STORED ROWS:
%%

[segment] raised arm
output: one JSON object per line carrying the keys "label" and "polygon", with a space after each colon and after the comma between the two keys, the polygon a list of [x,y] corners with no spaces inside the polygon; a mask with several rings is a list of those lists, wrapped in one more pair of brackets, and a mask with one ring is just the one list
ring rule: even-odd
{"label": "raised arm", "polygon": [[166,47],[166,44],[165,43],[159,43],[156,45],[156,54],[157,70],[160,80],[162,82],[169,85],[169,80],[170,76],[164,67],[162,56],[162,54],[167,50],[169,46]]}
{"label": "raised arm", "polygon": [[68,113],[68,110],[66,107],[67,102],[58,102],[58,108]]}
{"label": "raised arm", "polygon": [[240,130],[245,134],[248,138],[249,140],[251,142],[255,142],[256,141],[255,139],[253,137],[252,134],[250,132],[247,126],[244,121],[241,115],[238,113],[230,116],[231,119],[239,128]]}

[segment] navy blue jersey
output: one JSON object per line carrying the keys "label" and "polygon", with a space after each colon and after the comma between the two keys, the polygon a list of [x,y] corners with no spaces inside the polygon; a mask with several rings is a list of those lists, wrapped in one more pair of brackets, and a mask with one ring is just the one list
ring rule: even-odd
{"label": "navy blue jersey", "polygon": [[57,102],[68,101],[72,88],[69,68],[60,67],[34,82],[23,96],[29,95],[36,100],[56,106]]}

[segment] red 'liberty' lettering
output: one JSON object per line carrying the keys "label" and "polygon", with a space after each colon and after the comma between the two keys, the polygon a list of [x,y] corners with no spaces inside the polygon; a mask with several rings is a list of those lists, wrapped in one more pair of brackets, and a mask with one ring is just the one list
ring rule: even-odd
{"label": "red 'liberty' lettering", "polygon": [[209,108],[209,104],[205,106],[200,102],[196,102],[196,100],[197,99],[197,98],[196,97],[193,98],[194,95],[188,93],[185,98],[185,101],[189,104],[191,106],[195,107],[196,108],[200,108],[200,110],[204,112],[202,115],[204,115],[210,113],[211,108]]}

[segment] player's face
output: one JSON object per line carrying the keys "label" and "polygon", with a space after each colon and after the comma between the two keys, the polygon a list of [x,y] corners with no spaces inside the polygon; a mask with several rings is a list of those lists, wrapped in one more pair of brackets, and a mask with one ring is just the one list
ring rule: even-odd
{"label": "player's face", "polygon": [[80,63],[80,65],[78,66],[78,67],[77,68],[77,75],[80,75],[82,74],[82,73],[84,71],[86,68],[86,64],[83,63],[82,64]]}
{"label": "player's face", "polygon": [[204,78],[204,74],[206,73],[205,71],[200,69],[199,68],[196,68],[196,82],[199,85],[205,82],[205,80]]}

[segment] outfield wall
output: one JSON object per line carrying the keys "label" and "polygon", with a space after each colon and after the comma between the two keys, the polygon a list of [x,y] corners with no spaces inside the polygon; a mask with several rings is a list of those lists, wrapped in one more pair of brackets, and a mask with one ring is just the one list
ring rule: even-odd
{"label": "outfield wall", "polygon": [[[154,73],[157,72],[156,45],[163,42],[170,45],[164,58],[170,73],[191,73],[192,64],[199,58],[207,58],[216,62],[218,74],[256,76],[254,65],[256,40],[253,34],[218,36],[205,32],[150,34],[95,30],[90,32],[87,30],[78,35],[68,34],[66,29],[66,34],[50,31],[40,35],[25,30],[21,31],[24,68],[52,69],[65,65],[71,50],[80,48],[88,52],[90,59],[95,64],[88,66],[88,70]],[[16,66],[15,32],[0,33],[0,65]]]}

%%

INSTRUCTIONS FOR THE TASK: Rewrite the material with each "corners" changed to "points" and nothing else altered.

EXERCISE OUTPUT:
[segment] raised arm
output: one JSON object per line carrying the keys "label" and "polygon", with a space after each colon and after the comma between the two keys, the polygon a list of [x,y] points with no spaces inside the polygon; a mask with several rings is a list of those lists, wrapped in one more pair of brackets, and a mask with one ring is just the one list
ring rule: even-odd
{"label": "raised arm", "polygon": [[166,47],[166,44],[165,43],[159,43],[156,45],[156,54],[157,70],[160,80],[162,82],[169,85],[169,80],[170,76],[164,67],[162,56],[162,54],[167,50],[169,46]]}
{"label": "raised arm", "polygon": [[68,113],[68,110],[66,107],[67,102],[58,102],[58,108]]}
{"label": "raised arm", "polygon": [[240,130],[245,134],[248,138],[249,140],[251,142],[255,142],[256,141],[255,139],[253,137],[252,134],[250,132],[247,126],[244,121],[241,115],[238,113],[230,116],[231,119],[239,128]]}

[segment] navy blue jersey
output: one JSON object per line carrying the keys "label" and "polygon", with a space after each colon and after the comma between the two keys, the polygon a list of [x,y] points with no spaces inside the polygon; a mask with several rings is a list of those lists, wrapped in one more pair of brackets, and a mask with one ring is just the one list
ring rule: even-odd
{"label": "navy blue jersey", "polygon": [[57,102],[68,101],[72,88],[69,68],[60,67],[34,82],[23,96],[29,95],[36,100],[56,106]]}

[segment] red 'liberty' lettering
output: one JSON object per line carrying the keys "label" and "polygon", with a space after each colon and after the comma between the two keys, the polygon a list of [x,y] points with no spaces inside the polygon; a mask with several rings is a list of those lists, wrapped in one more pair of brackets, and a mask with one ring is just the one list
ring rule: even-odd
{"label": "red 'liberty' lettering", "polygon": [[209,108],[209,104],[205,106],[200,102],[196,102],[196,100],[197,99],[197,98],[196,97],[193,98],[194,95],[188,93],[185,98],[185,101],[189,104],[191,106],[195,107],[196,108],[200,108],[200,110],[204,112],[202,115],[204,115],[210,113],[211,108]]}

[segment] player's face
output: one JSON object per line carrying the keys "label" and "polygon", with a space after each colon and after the comma between the two keys, the polygon a list of [x,y] points with no spaces inside the polygon; a mask with several rings is a list of those lists, wrapped in one more pair of brackets, and a mask with one ring is just the one list
ring rule: even-odd
{"label": "player's face", "polygon": [[80,63],[80,65],[78,66],[78,67],[77,68],[77,75],[80,75],[82,74],[82,73],[84,71],[86,68],[86,64],[83,63],[82,64]]}
{"label": "player's face", "polygon": [[204,78],[204,74],[206,73],[205,71],[200,69],[199,68],[196,68],[196,82],[199,85],[205,82],[205,80]]}

[segment] outfield wall
output: one JSON object per line carrying the keys "label" and "polygon", with a space after each colon and after the comma between the two keys, the polygon a list of [x,y] points with no spaces inside the polygon; a mask with several rings is a list of those lists, wrapped in one more pair of brackets, and a mask with one ring is just the one list
ring rule: even-odd
{"label": "outfield wall", "polygon": [[[154,73],[157,72],[156,45],[163,42],[170,45],[164,58],[170,73],[191,73],[192,64],[199,58],[207,58],[216,62],[218,74],[256,76],[254,65],[256,40],[253,34],[218,36],[205,32],[150,34],[95,30],[90,32],[87,30],[78,35],[68,34],[66,29],[66,34],[50,31],[40,35],[25,30],[21,31],[24,68],[52,69],[65,65],[71,50],[80,48],[88,52],[90,59],[95,64],[88,66],[88,70]],[[16,66],[15,32],[0,33],[0,65]]]}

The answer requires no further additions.